**DIRECTIONS:** Starting with the line that holds "For the evaluation set, tag each instance of the building", repeat each line through the last one below, exactly. Pictures stay out.

**Source data:**
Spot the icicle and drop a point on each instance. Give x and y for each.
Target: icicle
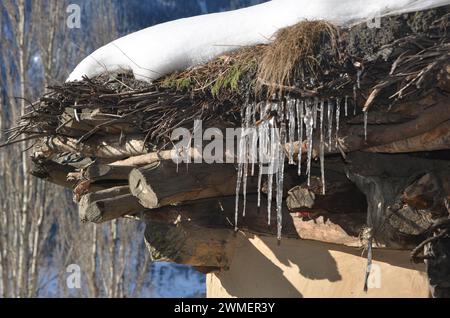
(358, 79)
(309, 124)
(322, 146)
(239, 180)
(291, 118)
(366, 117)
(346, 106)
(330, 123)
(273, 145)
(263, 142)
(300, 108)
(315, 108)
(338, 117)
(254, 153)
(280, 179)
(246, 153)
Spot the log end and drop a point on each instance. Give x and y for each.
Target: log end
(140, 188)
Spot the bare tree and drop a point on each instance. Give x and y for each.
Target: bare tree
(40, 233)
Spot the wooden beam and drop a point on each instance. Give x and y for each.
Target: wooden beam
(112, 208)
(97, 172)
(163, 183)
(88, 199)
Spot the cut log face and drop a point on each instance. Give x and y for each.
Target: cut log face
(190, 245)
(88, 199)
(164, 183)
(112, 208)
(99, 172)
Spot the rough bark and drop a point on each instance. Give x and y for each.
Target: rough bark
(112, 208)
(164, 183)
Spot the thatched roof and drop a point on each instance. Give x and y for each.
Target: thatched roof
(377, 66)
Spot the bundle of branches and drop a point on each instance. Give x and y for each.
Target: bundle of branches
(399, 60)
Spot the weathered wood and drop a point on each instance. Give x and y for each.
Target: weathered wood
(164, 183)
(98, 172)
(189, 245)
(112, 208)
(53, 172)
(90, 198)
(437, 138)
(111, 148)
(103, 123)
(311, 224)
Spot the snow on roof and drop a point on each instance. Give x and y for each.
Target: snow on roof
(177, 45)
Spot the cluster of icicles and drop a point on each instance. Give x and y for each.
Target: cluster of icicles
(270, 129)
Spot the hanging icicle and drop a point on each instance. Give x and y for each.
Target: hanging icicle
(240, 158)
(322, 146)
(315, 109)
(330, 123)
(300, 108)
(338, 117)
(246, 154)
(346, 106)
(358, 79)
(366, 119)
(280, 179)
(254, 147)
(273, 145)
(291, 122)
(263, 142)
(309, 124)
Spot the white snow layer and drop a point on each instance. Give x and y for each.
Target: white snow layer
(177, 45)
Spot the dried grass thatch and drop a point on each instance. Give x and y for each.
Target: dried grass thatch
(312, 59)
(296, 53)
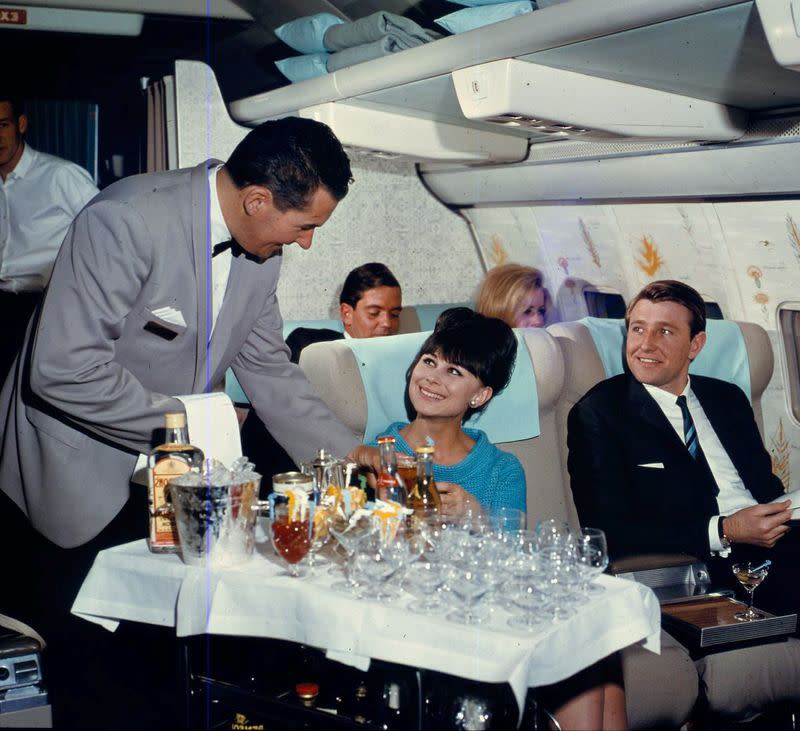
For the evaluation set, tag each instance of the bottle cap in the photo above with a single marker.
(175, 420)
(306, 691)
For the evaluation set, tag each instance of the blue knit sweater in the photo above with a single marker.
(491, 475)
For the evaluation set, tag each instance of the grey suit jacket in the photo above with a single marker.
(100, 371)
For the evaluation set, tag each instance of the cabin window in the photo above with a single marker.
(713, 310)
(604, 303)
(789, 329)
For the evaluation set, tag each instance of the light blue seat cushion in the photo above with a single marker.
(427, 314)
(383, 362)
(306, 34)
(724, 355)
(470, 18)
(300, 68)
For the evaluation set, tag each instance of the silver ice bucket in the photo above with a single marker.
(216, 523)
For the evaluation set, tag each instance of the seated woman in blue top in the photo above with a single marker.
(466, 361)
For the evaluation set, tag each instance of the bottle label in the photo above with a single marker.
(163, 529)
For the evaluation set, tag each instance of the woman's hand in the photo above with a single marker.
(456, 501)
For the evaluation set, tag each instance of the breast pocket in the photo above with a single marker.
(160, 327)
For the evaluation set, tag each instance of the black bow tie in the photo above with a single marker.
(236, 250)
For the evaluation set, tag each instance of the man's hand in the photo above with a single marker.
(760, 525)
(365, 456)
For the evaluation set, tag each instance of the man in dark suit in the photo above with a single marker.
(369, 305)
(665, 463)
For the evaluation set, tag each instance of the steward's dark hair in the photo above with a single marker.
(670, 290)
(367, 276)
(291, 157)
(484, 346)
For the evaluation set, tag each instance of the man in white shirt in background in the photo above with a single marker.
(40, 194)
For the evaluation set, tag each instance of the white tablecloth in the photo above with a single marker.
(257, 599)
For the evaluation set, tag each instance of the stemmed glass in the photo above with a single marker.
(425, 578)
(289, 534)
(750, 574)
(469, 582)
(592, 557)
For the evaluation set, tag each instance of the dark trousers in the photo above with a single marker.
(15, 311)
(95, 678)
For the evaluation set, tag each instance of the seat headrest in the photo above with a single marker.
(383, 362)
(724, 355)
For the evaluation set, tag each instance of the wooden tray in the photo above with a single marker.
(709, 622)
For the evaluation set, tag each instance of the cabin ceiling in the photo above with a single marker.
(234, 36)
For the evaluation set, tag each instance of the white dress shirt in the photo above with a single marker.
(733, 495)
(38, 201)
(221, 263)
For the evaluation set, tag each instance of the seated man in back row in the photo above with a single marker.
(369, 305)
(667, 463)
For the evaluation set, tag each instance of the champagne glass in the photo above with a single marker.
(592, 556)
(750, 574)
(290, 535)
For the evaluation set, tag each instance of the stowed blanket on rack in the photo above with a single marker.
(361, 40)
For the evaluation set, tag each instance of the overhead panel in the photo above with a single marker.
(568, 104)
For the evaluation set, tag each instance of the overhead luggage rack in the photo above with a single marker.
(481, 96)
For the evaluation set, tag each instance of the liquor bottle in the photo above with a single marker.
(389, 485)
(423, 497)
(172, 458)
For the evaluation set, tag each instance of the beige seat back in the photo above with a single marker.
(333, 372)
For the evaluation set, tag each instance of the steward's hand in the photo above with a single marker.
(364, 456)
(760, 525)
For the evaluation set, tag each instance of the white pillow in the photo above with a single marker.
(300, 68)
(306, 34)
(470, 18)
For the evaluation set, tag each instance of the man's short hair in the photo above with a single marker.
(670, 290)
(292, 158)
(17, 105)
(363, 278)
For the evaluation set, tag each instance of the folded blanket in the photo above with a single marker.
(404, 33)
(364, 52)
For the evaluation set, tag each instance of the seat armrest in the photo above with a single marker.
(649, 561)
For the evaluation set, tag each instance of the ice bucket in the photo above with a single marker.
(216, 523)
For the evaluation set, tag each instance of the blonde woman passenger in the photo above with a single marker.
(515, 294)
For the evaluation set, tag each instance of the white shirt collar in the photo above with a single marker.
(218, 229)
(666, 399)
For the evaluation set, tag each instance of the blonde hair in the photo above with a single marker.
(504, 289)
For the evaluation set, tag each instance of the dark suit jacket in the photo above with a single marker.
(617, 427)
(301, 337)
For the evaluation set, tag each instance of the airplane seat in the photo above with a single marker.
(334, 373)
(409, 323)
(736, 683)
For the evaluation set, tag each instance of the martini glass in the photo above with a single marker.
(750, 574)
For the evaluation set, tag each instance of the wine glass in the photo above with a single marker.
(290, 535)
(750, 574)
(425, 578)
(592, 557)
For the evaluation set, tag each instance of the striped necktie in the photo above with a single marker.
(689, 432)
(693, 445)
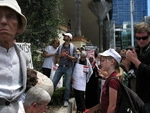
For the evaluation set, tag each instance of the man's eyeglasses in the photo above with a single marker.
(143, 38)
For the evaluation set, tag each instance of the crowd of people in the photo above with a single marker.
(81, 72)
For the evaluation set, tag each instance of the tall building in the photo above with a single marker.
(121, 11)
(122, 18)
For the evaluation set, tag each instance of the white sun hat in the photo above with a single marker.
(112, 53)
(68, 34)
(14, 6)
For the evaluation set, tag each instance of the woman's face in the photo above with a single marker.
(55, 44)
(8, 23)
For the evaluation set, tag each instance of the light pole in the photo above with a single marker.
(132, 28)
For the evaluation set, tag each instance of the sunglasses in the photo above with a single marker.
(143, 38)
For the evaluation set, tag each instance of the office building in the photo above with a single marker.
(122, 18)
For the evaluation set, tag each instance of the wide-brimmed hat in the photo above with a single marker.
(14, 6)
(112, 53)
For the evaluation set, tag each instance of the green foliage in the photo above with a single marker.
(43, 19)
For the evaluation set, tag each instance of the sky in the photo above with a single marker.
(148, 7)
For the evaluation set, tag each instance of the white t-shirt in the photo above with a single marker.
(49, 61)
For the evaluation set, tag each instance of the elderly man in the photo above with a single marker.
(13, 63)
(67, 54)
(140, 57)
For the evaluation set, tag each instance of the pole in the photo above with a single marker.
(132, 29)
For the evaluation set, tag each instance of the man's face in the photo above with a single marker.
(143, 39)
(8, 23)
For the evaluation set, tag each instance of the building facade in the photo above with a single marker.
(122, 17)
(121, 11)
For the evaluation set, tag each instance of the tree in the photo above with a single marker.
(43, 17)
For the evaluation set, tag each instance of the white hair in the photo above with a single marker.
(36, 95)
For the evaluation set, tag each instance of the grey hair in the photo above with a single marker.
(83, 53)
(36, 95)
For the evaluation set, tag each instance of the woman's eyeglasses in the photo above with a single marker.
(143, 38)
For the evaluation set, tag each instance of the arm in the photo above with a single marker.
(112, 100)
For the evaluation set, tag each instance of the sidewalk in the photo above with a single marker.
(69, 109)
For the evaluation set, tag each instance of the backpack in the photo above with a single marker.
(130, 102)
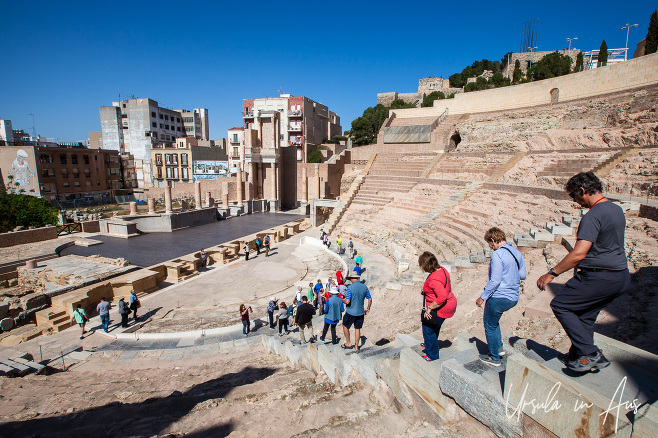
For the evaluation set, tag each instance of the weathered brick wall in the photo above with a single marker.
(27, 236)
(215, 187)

**REPLY:**
For the evaluation set, tag each instance of the building facade in the photo above with a single marker.
(122, 17)
(121, 11)
For the evaluation set, tag each instance of the tree in the photo above with a single marker.
(43, 17)
For the evaluation set, tag each instance of the white hair in the photo above with a single marker.
(36, 95)
For the evaluation set, tag each instance of the grey hair in the photo above with a single marker.
(83, 53)
(36, 95)
For the evaluation set, tag each instance of the woman's eyeglasses in the photo above with a single marker.
(143, 38)
For the evaluation set, tag each instance of the arm in the photo above with a single marker.
(112, 100)
For the evaluation set, tag each instance of the sidewalk in the photo above with a single marker.
(69, 109)
For the evaluation set, tag each instance of the backpack in the photo above with a single marker.
(130, 102)
For the evaluation set, tag each instance of the weathered brick wall in the photo above with a single marker.
(27, 236)
(215, 187)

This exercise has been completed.